● Exercise aim
One range is to be output from the listing below, exactly as written: the line with "Target: person's arm reaching up" to the line with "Target: wooden drying rack", both kept.
-------
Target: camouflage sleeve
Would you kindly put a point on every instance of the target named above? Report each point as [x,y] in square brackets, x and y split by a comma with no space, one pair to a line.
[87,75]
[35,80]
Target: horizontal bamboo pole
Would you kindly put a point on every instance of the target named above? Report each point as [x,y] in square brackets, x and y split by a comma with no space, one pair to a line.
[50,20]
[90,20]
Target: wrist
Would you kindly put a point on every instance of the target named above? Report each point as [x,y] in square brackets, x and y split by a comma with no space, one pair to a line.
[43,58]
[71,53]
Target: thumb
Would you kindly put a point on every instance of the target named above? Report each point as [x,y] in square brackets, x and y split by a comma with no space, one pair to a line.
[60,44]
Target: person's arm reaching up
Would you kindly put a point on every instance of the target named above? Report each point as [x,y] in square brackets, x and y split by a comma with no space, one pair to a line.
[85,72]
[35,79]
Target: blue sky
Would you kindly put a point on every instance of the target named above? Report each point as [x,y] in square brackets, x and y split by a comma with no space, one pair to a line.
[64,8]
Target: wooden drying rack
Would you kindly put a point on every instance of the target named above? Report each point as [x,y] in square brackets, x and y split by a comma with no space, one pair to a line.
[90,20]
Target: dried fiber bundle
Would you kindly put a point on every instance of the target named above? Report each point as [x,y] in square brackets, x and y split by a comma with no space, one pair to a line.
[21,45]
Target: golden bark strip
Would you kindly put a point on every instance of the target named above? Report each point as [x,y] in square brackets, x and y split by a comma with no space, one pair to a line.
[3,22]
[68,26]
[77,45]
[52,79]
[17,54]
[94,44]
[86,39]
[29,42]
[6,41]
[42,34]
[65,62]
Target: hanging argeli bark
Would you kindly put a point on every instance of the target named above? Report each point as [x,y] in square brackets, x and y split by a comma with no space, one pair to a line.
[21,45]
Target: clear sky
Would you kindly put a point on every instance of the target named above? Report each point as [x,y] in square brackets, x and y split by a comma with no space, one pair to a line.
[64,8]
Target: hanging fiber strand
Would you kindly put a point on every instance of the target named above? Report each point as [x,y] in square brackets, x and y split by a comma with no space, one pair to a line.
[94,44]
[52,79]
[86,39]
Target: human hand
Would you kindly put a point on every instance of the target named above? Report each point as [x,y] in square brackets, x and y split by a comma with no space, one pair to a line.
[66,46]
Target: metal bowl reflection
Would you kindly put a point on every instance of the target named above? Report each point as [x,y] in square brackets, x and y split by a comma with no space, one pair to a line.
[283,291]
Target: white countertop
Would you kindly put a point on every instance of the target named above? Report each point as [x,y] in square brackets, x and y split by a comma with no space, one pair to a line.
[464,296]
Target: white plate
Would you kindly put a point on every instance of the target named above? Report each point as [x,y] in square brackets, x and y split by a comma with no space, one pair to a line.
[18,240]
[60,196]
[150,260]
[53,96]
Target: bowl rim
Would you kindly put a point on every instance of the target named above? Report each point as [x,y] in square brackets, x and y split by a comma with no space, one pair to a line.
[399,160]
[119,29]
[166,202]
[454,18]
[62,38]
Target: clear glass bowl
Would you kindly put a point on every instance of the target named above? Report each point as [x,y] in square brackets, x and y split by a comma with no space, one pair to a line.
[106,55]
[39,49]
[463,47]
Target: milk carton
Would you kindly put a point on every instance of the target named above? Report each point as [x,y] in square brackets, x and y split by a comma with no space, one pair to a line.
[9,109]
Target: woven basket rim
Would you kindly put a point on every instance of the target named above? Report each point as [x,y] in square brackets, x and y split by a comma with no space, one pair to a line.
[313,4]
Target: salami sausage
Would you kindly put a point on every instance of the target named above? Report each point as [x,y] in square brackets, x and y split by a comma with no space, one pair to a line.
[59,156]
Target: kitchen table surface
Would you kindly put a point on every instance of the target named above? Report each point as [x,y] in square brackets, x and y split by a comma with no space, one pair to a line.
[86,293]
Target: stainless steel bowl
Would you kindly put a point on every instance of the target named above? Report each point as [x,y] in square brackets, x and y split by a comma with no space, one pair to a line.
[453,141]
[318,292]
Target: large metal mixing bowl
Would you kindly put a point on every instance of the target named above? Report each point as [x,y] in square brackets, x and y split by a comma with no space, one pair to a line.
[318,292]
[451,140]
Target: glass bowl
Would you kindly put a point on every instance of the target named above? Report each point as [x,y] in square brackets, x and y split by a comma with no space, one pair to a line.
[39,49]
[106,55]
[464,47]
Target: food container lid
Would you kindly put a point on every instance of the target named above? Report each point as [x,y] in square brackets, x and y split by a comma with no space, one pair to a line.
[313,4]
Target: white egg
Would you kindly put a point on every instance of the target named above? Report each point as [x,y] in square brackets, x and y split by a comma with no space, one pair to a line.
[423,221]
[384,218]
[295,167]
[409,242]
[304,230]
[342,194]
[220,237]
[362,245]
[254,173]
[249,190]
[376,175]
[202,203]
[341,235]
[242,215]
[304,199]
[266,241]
-------
● Solution below
Target: person's arm reaching up
Would you kindly put a point on every instance of the target named above? Report each point as [x,y] in square brackets, x and y split by a comma with no space, one pair to a line.
[85,72]
[35,79]
Target: blue sky
Would you kindly put a point on every instance of the target named above? Report each point as [x,y] in square brackets, x and y split by a comma with no space, one pair to a line.
[64,8]
Target: wooden drying rack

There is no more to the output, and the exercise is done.